Exercise aim => Reproduce the listing word for word. Skip any image.

Records shown =>
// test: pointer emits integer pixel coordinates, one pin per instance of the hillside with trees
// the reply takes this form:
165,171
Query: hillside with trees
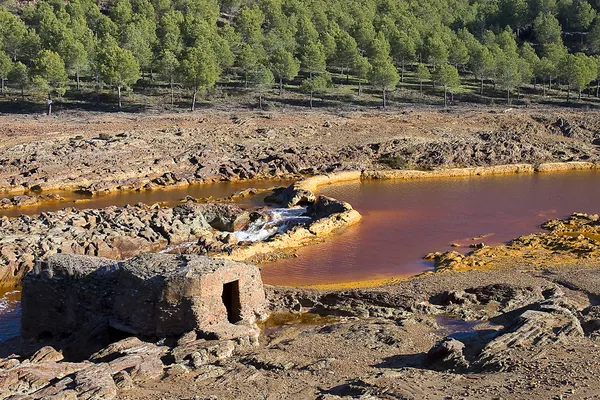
173,54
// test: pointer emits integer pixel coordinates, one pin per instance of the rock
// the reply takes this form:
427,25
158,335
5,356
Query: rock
46,353
204,351
534,329
123,380
95,383
325,206
207,372
446,355
153,295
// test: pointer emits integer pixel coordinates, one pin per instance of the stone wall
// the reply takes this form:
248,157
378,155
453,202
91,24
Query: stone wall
75,301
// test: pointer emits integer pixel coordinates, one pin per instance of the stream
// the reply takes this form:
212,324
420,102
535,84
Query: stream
402,221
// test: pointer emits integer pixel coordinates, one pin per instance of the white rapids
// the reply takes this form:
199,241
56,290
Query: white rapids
273,221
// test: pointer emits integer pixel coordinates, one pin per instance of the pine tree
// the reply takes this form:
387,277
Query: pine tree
447,76
383,74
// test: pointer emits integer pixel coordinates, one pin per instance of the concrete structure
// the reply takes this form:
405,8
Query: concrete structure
168,295
86,298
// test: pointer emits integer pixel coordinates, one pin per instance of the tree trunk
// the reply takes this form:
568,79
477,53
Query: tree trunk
445,98
544,89
194,99
172,95
402,73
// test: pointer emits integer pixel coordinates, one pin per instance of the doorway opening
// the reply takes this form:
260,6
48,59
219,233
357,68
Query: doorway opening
231,299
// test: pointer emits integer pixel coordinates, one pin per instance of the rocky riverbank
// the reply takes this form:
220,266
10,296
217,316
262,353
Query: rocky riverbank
120,153
190,228
572,241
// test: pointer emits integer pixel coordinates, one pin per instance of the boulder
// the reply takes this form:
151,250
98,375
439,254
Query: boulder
446,355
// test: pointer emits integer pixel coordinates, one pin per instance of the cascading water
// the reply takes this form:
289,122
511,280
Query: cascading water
270,222
10,314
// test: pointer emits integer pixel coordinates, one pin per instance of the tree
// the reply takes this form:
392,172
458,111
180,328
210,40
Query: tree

Output below =>
// test: pointer emits integer pixel coordinates, one pin per instance of the hillside with trees
// the reply takes this form:
165,171
Query: hillside with trees
173,54
// test: pointer emits integer pixel coordinates, one pin per instance of the rock
// the reply takes this form:
427,25
158,335
5,356
Query: rock
46,353
204,351
534,329
123,380
95,383
325,206
207,372
446,355
153,295
// test: pointer emits integer pixel coordinates, one pin per instance of the stone wall
// the reply takes this form:
248,157
378,155
453,202
91,24
Query: stone wall
75,301
// test: pointer emits integer pixel coordinates, one pin per instance of the stream
// the reply takes this form:
212,324
420,102
535,84
Query: stream
402,221
// test: pointer emits integer pixel coordinates, one pin per instance of the white rapids
// the reply takes this form:
199,241
56,290
Query: white rapids
273,221
// test: pointer emits integer pixel coordinates, one pin per instance of the pine tree
// the reply takes this form:
387,277
Query: pine tree
447,76
383,74
// test: pointer emits integer pixel coordinates, one pin per instance of the concrete structure
// the reply takes this form:
405,8
Query: concrete structure
168,295
86,298
// test: pointer emits integer pixel coordinates, one pin per instance of the tree trunk
// the reply takes this form:
568,79
477,53
Query: tree trunk
445,98
544,89
194,99
172,95
402,73
// test: pointer emits integer pixel coordinates, one pin per instance of the doorway opening
// the reply takes this form:
260,6
48,59
219,233
357,68
Query: doorway opening
231,299
// test: pointer emits integer pixel coordinates, one pin per instance of the rocky riverbank
// the reply takes this form:
220,266
10,296
217,316
262,353
Query: rocky riverbank
120,153
190,228
572,241
// test: pointer emits integer pixel coordinates, one pin per instance of the boulder
// the reply takes this form:
151,250
98,375
439,254
Query: boulder
446,355
// test: pointer emits integer pixel coordinates, one pin per instance of the cascading water
// the reply takes this form:
289,122
511,280
Query: cascading water
270,222
10,314
// test: pointer emits integer pixel coordinates, one pin per instance of the tree
// the reply takes this form:
392,172
458,111
180,328
210,40
Query: tree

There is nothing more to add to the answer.